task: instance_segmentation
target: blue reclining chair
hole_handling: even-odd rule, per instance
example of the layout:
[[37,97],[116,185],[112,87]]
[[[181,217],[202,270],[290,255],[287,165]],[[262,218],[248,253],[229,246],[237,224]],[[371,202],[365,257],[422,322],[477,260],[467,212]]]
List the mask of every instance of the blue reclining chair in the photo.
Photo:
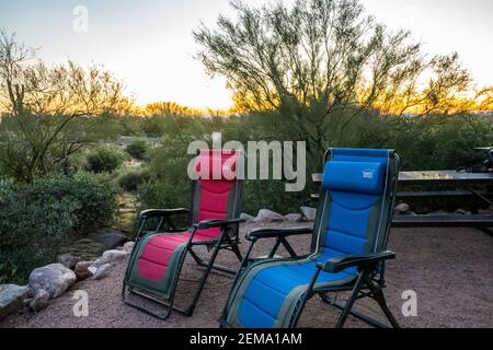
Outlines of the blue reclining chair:
[[[391,150],[330,149],[317,218],[311,228],[257,229],[220,317],[222,327],[296,327],[307,301],[316,294],[341,310],[336,327],[349,314],[376,327],[387,325],[353,311],[362,298],[378,302],[390,325],[399,327],[387,306],[385,261],[399,174]],[[296,256],[286,237],[312,234],[311,254]],[[249,256],[257,240],[275,237],[264,259]],[[279,245],[291,255],[273,258]],[[326,293],[351,291],[341,304]]]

» What the exercise asks: Reproduce every one of the rows above, character for character, leaving out the pictures.

» Complete output:
task: instance_segmentation
target: blue reclining chair
hole_handling: even-odd rule, per instance
example of the layout:
[[37,97],[116,185],[112,87]]
[[[181,217],[202,270],[290,255],[287,165]],[[262,218],[248,253],[229,246],[237,224]],[[371,202],[365,257],[422,322],[477,260],[467,212]]]
List the mask of every instance of the blue reclining chair in the photo.
Photo:
Outlines of the blue reclining chair:
[[[391,150],[330,149],[317,218],[311,228],[257,229],[220,317],[222,327],[296,327],[307,301],[316,294],[341,310],[336,327],[349,314],[376,327],[387,325],[353,311],[362,298],[378,302],[390,325],[399,327],[387,306],[385,261],[399,174]],[[296,256],[286,237],[312,234],[311,254]],[[249,256],[257,240],[275,237],[264,259]],[[279,245],[291,255],[273,258]],[[326,293],[351,291],[341,304]]]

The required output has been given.